- **What to do**
Restate, in full and unchanged, the entries that follow, but not their pictures.

☆ ☆ ☆

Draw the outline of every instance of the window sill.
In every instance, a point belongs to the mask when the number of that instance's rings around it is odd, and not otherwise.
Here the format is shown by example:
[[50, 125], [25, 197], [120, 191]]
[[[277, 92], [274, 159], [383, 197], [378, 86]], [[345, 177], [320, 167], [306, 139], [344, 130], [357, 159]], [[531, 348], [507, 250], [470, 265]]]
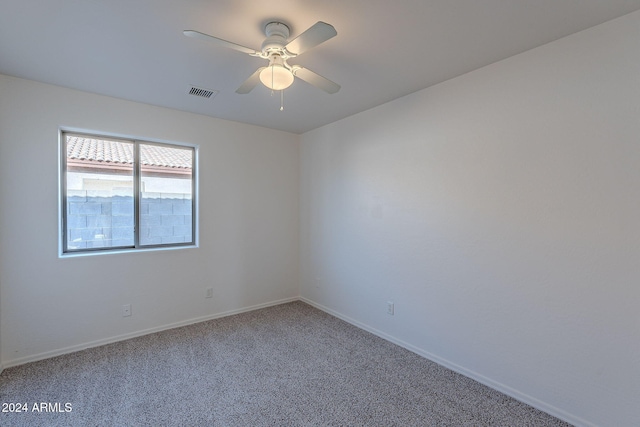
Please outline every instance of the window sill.
[[86, 256], [99, 256], [99, 255], [115, 255], [115, 254], [132, 254], [140, 252], [157, 252], [157, 251], [176, 251], [182, 249], [196, 249], [198, 245], [184, 245], [184, 246], [170, 246], [170, 247], [153, 247], [153, 248], [138, 248], [138, 249], [105, 249], [96, 251], [85, 252], [65, 252], [59, 253], [58, 258], [78, 258]]

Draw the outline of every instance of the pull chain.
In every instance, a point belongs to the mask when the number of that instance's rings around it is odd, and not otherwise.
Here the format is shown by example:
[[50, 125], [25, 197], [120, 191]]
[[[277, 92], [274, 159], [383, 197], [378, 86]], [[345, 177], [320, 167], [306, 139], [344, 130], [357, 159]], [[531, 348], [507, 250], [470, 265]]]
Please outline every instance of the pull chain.
[[284, 111], [284, 89], [280, 91], [280, 111]]

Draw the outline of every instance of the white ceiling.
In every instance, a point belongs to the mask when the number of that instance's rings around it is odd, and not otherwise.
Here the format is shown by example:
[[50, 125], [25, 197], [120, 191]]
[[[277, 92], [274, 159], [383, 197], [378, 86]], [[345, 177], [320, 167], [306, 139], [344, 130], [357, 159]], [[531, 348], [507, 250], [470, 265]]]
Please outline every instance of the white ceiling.
[[[303, 133], [640, 9], [640, 0], [0, 0], [0, 73]], [[267, 22], [338, 35], [290, 61], [342, 86], [235, 90], [265, 60]], [[190, 85], [218, 90], [213, 99]], [[1, 94], [0, 94], [1, 96]]]

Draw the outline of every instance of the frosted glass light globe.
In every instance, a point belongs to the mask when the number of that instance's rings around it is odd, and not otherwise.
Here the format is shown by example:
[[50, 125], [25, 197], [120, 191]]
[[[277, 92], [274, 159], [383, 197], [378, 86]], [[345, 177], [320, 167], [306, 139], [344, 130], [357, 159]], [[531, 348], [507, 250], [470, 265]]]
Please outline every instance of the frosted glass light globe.
[[283, 90], [293, 83], [293, 73], [280, 64], [272, 64], [260, 72], [260, 81], [271, 90]]

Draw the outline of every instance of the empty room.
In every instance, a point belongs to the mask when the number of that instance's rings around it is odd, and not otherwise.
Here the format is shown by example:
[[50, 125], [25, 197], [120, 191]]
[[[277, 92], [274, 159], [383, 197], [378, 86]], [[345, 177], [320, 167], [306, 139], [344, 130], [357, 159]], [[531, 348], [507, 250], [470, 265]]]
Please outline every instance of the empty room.
[[640, 0], [0, 0], [0, 425], [640, 425]]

☆ ☆ ☆

- **The completed task**
Draw the outline of every instance of the window sill.
In every instance, a point belongs to the mask when the number of that instance's rings around it is odd, and not otherwise.
Here the format is shown by example:
[[50, 125], [25, 197], [120, 191]]
[[[277, 92], [274, 159], [383, 197], [378, 86]], [[345, 177], [320, 167], [306, 139], [344, 130], [357, 159]], [[531, 348], [507, 250], [470, 265]]]
Please outline every instance of the window sill.
[[86, 256], [99, 256], [99, 255], [115, 255], [115, 254], [132, 254], [140, 252], [157, 252], [157, 251], [176, 251], [182, 249], [196, 249], [198, 245], [184, 245], [184, 246], [170, 246], [170, 247], [153, 247], [153, 248], [138, 248], [138, 249], [105, 249], [96, 251], [85, 252], [65, 252], [59, 253], [58, 258], [78, 258]]

Draw the outline of every instance of the pull chain.
In every instance, a point belongs to the mask when the number of that instance's rings around it is odd, and not otherwise.
Here the format is shown by example:
[[50, 125], [25, 197], [120, 191]]
[[[277, 92], [274, 159], [383, 197], [378, 86]], [[345, 177], [320, 167], [306, 139], [344, 130], [357, 159]], [[531, 348], [507, 250], [470, 265]]]
Please outline every instance of the pull chain.
[[284, 111], [284, 89], [280, 91], [280, 111]]

Draw the outline of every instance of the white ceiling.
In every instance, a point belongs to the mask when the number of that instance's rings around it is odd, and not otherwise.
Here the format is shown by example:
[[50, 125], [25, 197], [120, 191]]
[[[277, 92], [274, 159], [383, 197], [378, 86]], [[345, 177], [320, 167], [306, 139], [344, 130], [357, 159]], [[531, 348], [507, 250], [470, 265]]]
Please outline every instance of the white ceiling.
[[[303, 133], [640, 9], [640, 0], [0, 0], [0, 73]], [[267, 22], [338, 35], [290, 61], [342, 86], [235, 90], [265, 60]], [[190, 85], [218, 90], [213, 99]], [[1, 94], [0, 94], [1, 96]]]

Draw the outline of every instance of the frosted glass light globe.
In every instance, a point belongs to the mask when the number of that instance's rings around it is odd, and not otherwise.
Here the format is shown by example:
[[50, 125], [25, 197], [120, 191]]
[[[277, 92], [274, 159], [383, 197], [378, 86]], [[345, 177], [320, 167], [306, 139], [344, 130], [357, 159]], [[531, 348], [507, 250], [470, 265]]]
Please outline every instance of the frosted glass light globe.
[[283, 90], [293, 83], [293, 73], [280, 64], [272, 64], [260, 72], [260, 81], [271, 90]]

Draw the outline of every instance of the empty room.
In every instance, a point belongs to the mask when the number of that instance's rings around it is odd, and not otherwise.
Here the format is shown by example:
[[50, 125], [25, 197], [120, 191]]
[[[277, 92], [274, 159], [383, 197], [378, 86]], [[345, 177], [320, 167], [306, 139], [344, 130], [357, 159]], [[531, 348], [507, 250], [470, 265]]]
Please outline every instance of the empty room.
[[640, 0], [0, 0], [0, 425], [640, 425]]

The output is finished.